Entries for labeling object positions:
----------

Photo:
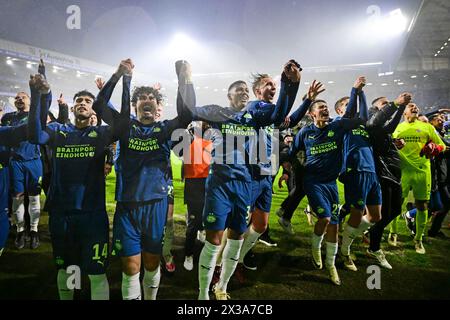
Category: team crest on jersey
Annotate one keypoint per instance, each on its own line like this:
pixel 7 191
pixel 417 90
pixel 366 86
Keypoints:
pixel 59 261
pixel 211 218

----------

Return every line of the material above unchanged, but leave out the pictures.

* **SOLUTION FOR THIS EXERCISE**
Photo:
Category: team crest on jersey
Annotate one keypoint per instance, each on its own line like this:
pixel 7 191
pixel 417 90
pixel 366 86
Keypoints:
pixel 59 261
pixel 211 218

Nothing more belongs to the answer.